Task instructions |
Make an exact copy of all the records.

--- Begin ---

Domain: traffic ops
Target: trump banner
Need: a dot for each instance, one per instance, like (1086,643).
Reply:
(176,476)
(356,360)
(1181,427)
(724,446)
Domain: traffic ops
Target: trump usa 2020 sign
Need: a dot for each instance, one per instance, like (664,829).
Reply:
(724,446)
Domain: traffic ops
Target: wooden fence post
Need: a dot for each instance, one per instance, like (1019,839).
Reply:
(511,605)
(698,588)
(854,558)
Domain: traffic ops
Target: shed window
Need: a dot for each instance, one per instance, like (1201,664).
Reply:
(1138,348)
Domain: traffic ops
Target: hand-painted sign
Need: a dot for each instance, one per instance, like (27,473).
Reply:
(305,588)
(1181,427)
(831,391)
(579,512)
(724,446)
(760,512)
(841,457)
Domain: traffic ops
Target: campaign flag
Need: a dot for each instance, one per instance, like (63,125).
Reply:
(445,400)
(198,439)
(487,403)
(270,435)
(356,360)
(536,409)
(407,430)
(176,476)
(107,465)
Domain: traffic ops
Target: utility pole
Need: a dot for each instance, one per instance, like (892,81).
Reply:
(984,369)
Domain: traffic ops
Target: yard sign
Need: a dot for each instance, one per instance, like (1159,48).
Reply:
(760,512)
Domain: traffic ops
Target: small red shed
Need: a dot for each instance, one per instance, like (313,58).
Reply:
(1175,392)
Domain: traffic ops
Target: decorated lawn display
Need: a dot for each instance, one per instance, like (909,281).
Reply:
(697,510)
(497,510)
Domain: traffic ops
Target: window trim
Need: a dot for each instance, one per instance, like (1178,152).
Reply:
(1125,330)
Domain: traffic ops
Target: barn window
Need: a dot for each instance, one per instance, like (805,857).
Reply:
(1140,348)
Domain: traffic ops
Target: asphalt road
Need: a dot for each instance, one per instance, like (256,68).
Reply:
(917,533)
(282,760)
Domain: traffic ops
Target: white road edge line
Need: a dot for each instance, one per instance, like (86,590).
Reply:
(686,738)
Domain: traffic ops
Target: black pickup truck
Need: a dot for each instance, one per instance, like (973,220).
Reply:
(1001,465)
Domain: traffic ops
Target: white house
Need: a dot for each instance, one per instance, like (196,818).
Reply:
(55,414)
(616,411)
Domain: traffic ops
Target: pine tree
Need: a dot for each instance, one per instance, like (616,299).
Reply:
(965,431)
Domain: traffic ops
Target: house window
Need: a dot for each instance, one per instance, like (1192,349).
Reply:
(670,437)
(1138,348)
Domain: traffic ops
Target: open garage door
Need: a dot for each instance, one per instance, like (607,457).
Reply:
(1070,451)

--- End ---

Answer for this exercise |
Domain: traffic ops
Target: trump banner
Need: a dot for each instance, one per instance, like (1086,643).
Reply:
(176,476)
(356,360)
(1181,427)
(724,446)
Domain: traffic ops
Target: trump usa 2020 sign
Need: a dot for each instance, one per instance, like (664,829).
Reply:
(724,446)
Domain: traffic ops
Target: wooden fence post
Need: a dot for each instance, one per instance, like (1019,839).
Reply:
(511,605)
(698,588)
(854,558)
Domain: traffic ops
Target: shed window
Need: a dot for each instance, one per instance, like (1201,664).
Reply:
(1138,348)
Domain: traffic ops
Target: hand-painted sign
Need: a dot for each instance, one per instance, like (27,473).
Reply:
(305,588)
(1181,427)
(831,391)
(579,512)
(724,446)
(760,512)
(841,457)
Domain: traffic ops
Target: campaign flag
Need: a dot for each instance, one per instance, like (63,125).
Reply:
(445,400)
(198,439)
(487,403)
(270,435)
(356,360)
(536,409)
(407,430)
(176,476)
(107,465)
Domain: traffic ops
Target: utility pole
Need: a dot for each instance, one per instance, like (892,81).
Reply:
(984,369)
Domain: traffic ops
Target: yard sign
Need: a dot for each instance, one per instance, like (1159,48).
Reply:
(760,512)
Domain: traffic ops
Target: small red shed
Need: a dot for each instance, one per instance, like (313,58).
Reply:
(1175,392)
Domain: traffic ops
Target: decorated lawn display
Need: a dot for each instance, one per instance, like (909,281).
Reply:
(697,510)
(497,510)
Domain: traffic ops
Target: window trim
Need: a dot for each instance, one per instance, like (1178,152).
Reply:
(1125,330)
Domain: traffic ops
Target: barn window
Need: a dot for each instance, one per instance, like (805,857).
Reply:
(1140,348)
Domain: traffic ops
Target: asphalt road
Need: a dot for each instance, one per instance, like (256,68).
Reply:
(917,533)
(282,760)
Domain: traffic ops
Target: white road edge line
Need: a dot for each instance, one per instance, like (86,590).
Reply:
(686,738)
Domain: traffic ops
Target: black pickup truck
Need: a dot for each instance, one per instance, like (973,220).
Reply:
(1001,465)
Domain: traffic ops
Target: white house
Need: a dot for each instance, one per instance, like (196,818).
Reply:
(55,414)
(616,411)
Domain: traffic ops
Target: pine tree
Need: a dot for each instance, one per instance, like (616,299).
Reply:
(965,431)
Domain: traffic ops
Target: house window
Need: a dot for each instance, one per instance, like (1192,349).
Reply:
(670,437)
(1138,348)
Domain: traffic ops
Target: open garage door
Need: a dot for each instance, one per instance, like (607,457).
Reply:
(1070,451)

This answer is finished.